Return all of the entries exactly as written.
Dataset: Begin
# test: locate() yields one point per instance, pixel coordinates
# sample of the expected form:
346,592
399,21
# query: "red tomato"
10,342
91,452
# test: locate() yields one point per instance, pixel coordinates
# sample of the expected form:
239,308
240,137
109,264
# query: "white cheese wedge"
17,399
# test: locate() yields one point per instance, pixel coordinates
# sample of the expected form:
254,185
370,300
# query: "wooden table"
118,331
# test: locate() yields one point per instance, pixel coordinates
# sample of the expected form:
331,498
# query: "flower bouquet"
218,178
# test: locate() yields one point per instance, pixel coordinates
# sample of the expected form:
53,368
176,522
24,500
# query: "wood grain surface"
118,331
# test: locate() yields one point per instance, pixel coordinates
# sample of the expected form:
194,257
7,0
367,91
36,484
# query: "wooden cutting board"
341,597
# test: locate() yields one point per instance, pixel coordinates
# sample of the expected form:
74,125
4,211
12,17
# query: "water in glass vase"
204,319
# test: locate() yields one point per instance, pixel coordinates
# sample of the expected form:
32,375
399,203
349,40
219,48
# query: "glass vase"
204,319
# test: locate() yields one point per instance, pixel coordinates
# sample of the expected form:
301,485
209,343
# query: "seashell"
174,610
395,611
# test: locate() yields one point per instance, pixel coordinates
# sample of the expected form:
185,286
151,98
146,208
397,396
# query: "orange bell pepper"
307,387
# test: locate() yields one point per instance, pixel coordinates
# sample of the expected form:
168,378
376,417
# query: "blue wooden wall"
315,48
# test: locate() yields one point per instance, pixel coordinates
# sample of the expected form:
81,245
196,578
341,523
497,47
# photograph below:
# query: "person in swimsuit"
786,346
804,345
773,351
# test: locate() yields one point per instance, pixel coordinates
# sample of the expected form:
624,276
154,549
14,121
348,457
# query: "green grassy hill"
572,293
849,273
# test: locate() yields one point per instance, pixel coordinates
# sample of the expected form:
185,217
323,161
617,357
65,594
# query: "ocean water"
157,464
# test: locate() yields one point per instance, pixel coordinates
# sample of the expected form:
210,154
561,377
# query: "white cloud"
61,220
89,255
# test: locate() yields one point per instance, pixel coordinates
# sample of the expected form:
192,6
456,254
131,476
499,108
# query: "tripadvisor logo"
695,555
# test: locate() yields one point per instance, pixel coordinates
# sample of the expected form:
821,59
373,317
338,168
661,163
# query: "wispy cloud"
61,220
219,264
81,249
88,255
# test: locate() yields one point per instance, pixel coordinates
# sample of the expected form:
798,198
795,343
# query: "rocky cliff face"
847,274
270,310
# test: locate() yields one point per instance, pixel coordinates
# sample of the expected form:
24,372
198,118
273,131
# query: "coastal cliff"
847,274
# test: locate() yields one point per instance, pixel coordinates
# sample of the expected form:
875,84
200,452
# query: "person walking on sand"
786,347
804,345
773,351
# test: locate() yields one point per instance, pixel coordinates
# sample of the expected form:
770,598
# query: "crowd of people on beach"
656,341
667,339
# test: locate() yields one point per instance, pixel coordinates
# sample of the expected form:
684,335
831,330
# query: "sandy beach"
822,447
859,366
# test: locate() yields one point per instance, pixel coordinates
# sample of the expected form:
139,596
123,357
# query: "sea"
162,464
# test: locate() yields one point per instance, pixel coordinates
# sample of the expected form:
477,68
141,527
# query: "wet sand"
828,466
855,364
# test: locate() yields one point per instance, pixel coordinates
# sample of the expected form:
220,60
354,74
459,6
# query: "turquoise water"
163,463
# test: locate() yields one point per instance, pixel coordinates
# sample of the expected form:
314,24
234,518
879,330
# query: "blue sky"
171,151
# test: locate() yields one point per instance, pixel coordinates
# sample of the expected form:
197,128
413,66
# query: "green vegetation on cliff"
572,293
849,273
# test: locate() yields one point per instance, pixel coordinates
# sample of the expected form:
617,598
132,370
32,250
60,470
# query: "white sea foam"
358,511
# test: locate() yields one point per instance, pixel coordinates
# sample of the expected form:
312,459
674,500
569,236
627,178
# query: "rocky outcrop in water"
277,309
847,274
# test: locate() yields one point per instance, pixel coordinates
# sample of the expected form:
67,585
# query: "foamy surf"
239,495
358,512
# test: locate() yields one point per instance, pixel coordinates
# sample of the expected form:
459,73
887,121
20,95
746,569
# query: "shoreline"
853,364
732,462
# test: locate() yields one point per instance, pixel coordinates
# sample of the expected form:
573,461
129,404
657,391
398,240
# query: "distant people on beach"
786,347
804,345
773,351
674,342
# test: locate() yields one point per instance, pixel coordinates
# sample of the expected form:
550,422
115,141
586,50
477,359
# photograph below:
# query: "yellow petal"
Dataset: End
** Written solution **
# test: locate() yields one point per instance, pixel coordinates
# sample of the expected form:
346,592
399,21
# query: "red tomato"
10,342
91,452
# test: locate() yields one point per instance, pixel coordinates
# sample of the expected form:
239,308
240,137
109,264
# query: "white cheese wedge"
17,399
# test: locate() yields one point per instance, pixel coordinates
# sample of the expected form:
254,185
370,300
# query: "wooden table"
118,331
# test: locate() yields one point per instance, pixel coordinates
# sample of the expected form:
331,498
# query: "flower bouquet"
218,178
# test: locate() yields one point per instance, pixel coordinates
# sample of the expected form:
53,368
176,522
24,500
# query: "wood grain surface"
118,331
# test: locate() yields one point per instance, pixel coordinates
# sample of the expected form:
194,257
7,0
367,91
36,484
# query: "wooden cutting board"
341,597
# test: locate() yields one point per instance, pixel coordinates
# sample of the expected form:
74,125
4,211
12,17
# query: "water in glass vase"
204,319
# test: locate() yields one point per instance, pixel coordinates
# sample of the expected form:
32,375
399,203
349,40
219,48
# query: "glass vase"
204,319
# test: locate() yields one point per instance, pixel coordinates
# sample of the expected form:
301,485
209,343
# query: "seashell"
174,610
395,611
# test: locate() yields one point per instance, pixel coordinates
# sample of the expected form:
185,286
151,98
146,208
397,396
# query: "orange bell pepper"
307,387
# test: locate() yields one point per instance, pixel coordinates
# sample of the expected form:
168,378
376,417
# query: "blue wooden wall"
315,48
# test: locate() yields one point per instance, pixel coordinates
# sample of the expected form:
81,245
196,578
341,523
497,47
# photograph below:
# query: "person in swimsuit"
786,346
804,345
773,351
# test: locate() yields one point per instance, pixel coordinates
# sample of the expected form:
624,276
154,549
14,121
348,457
# query: "green grassy hill"
572,293
849,273
# test: locate() yields one point per instance, pixel coordinates
# sample of the expected form:
185,217
323,161
617,357
65,594
# query: "ocean water"
157,464
# test: locate() yields one point per instance, pixel coordinates
# sample of the expected form:
210,154
561,377
# query: "white cloud"
61,220
89,255
# test: locate() yields one point per instance, pixel coordinates
# sample of the expected form:
192,6
456,254
131,476
499,108
# query: "tripadvisor logo"
695,555
# test: locate() yields one point per instance, pixel coordinates
# sample of the expected form:
821,59
373,317
338,168
661,163
# query: "wispy cloud"
61,220
219,264
81,249
88,255
# test: locate() yields one point per instance, pixel coordinates
# sample of the expected form:
798,198
795,343
# query: "rocky cliff face"
847,274
270,310
# test: locate() yields one point per instance, pixel coordinates
# sample of the expected form:
24,372
198,118
273,131
# query: "coastal cliff"
847,274
# test: locate() yields one point per instance, pixel coordinates
# sample of the expected form:
875,84
200,452
# query: "person walking on sand"
786,347
804,345
773,351
# test: locate() yields one point per instance, pixel coordinates
# sample of the expected form:
770,598
# query: "crowd of people on beach"
656,341
667,339
# test: locate() yields one point per instance, pixel coordinates
# sample of the expected form:
684,335
831,330
# query: "sandy beach"
822,447
859,366
# test: locate() yields one point per instance, pixel coordinates
# sample of the expected form:
139,596
123,357
# query: "sea"
162,464
# test: locate() yields one point per instance, pixel coordinates
# sample of the expected form:
477,68
141,527
# query: "wet sand"
828,466
855,364
# test: locate() yields one point per instance, pixel coordinates
# sample of the expected form:
220,60
354,74
459,6
# query: "turquoise water"
163,463
# test: locate() yields one point per instance, pixel coordinates
# sample of the expected form:
314,24
234,518
879,330
# query: "blue sky"
171,151
# test: locate() yields one point per instance, pixel coordinates
# sample of the expected form:
197,128
413,66
# query: "green vegetation on cliff"
572,293
849,273
# test: locate() yields one point per instance, pixel coordinates
# sample of the expected form:
617,598
132,370
32,250
60,470
# query: "white sea foam"
358,511
# test: locate() yields one point per instance, pixel coordinates
# sample of the expected form:
312,459
674,500
569,236
627,178
# query: "rocky outcrop in water"
277,309
847,274
# test: locate() yields one point per instance, pixel coordinates
# sample of the expected form:
67,585
# query: "foamy surf"
239,495
358,512
# test: locate() yields one point per instance, pixel coordinates
# sample of the expected form:
459,73
887,121
20,95
746,569
# query: "shoreline"
853,364
732,462
# test: locate() yields one point per instance, pixel coordinates
# sample of the expected form:
573,461
129,404
657,391
398,240
# query: "distant people on beach"
786,347
804,345
773,351
674,342
# test: locate() yields one point per instance, pixel coordinates
# sample of the expected form:
550,422
115,141
586,50
477,359
# photograph below:
# query: "yellow petal"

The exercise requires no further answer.